THE PROBLEM: Reproduce verbatim the lines from the one containing "Which spot sits on each instance of the sandstone" through the one containing "x=480 y=341", both included, and nothing else.
#### DATA PROVIDED
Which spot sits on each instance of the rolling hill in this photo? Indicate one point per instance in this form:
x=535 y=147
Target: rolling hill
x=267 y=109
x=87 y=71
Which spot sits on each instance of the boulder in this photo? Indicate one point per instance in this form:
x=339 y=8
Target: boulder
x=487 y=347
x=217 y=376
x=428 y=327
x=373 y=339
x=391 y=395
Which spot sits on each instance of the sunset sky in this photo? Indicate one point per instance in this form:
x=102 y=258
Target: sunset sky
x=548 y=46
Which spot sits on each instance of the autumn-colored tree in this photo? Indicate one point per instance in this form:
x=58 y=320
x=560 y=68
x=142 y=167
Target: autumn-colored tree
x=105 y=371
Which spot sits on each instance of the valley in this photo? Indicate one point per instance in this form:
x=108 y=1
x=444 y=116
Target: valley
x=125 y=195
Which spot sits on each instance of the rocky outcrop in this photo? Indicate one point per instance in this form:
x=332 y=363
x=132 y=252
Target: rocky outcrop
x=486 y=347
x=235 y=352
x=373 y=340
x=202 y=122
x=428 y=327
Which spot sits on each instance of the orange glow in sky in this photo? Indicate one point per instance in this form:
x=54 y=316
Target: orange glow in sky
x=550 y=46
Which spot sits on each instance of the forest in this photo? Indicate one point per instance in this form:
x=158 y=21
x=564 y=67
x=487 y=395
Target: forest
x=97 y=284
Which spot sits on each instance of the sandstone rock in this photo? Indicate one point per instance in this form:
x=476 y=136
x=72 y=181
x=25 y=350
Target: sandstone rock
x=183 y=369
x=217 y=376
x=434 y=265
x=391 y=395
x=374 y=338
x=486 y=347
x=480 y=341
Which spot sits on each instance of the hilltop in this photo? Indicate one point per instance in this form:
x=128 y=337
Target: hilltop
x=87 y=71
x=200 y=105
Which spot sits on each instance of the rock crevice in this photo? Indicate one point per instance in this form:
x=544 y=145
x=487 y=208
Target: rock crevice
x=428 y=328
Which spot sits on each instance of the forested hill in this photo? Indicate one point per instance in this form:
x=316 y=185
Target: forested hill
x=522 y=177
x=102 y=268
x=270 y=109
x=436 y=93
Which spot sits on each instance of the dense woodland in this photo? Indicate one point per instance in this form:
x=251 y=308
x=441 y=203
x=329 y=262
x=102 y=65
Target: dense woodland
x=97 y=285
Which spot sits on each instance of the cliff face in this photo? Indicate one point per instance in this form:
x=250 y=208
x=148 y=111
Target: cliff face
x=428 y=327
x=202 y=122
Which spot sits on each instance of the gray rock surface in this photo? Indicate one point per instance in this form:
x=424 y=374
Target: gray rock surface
########
#### DATA PROVIDED
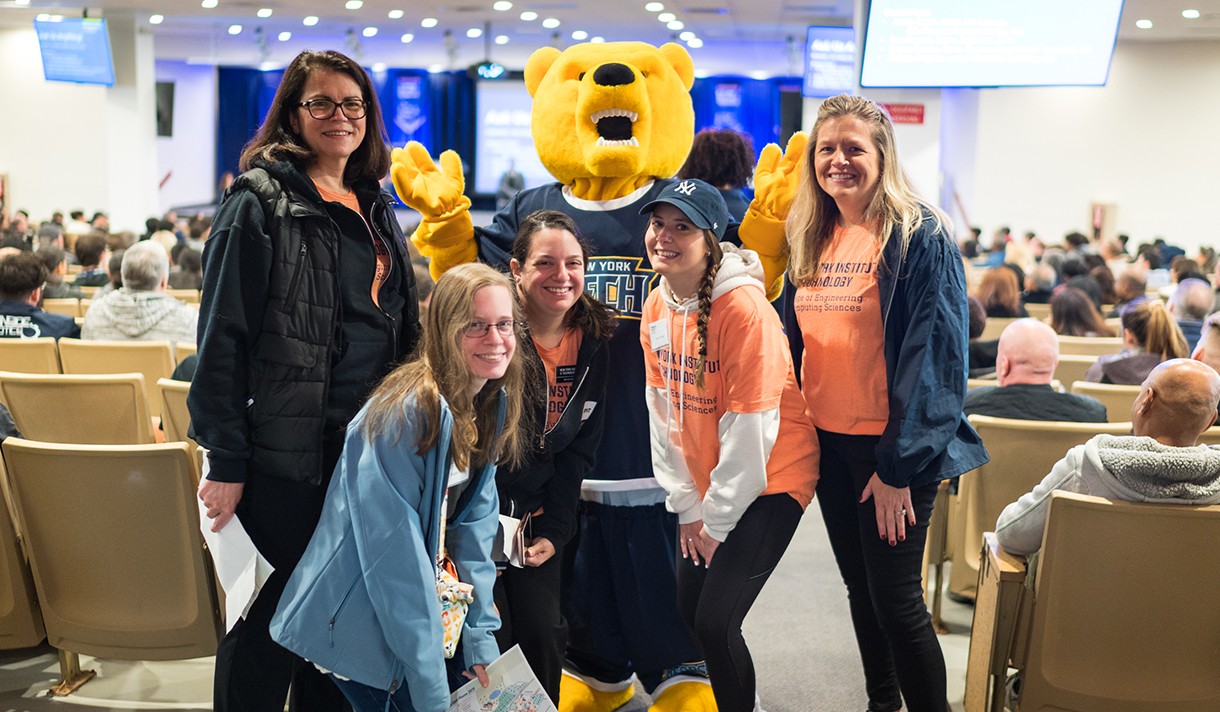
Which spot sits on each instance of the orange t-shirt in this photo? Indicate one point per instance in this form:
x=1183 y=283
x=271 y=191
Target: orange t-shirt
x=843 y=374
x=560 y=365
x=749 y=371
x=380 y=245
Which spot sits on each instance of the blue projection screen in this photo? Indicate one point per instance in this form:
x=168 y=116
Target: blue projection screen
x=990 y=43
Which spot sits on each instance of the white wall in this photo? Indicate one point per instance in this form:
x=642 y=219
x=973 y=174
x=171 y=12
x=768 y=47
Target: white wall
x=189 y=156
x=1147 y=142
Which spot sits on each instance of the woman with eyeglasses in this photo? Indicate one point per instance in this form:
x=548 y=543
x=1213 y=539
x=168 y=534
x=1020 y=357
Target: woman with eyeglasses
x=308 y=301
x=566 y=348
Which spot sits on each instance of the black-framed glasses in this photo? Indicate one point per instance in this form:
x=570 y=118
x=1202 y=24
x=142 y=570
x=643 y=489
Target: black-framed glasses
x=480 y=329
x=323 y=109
########
WRITTEN ANSWER:
Which spot sits on each instance of the sandstone rock in this photo? Indicate one point per instance in this form:
x=476 y=136
x=72 y=181
x=25 y=350
Target: sandstone rock
x=183 y=369
x=217 y=376
x=434 y=265
x=391 y=395
x=374 y=338
x=486 y=347
x=480 y=341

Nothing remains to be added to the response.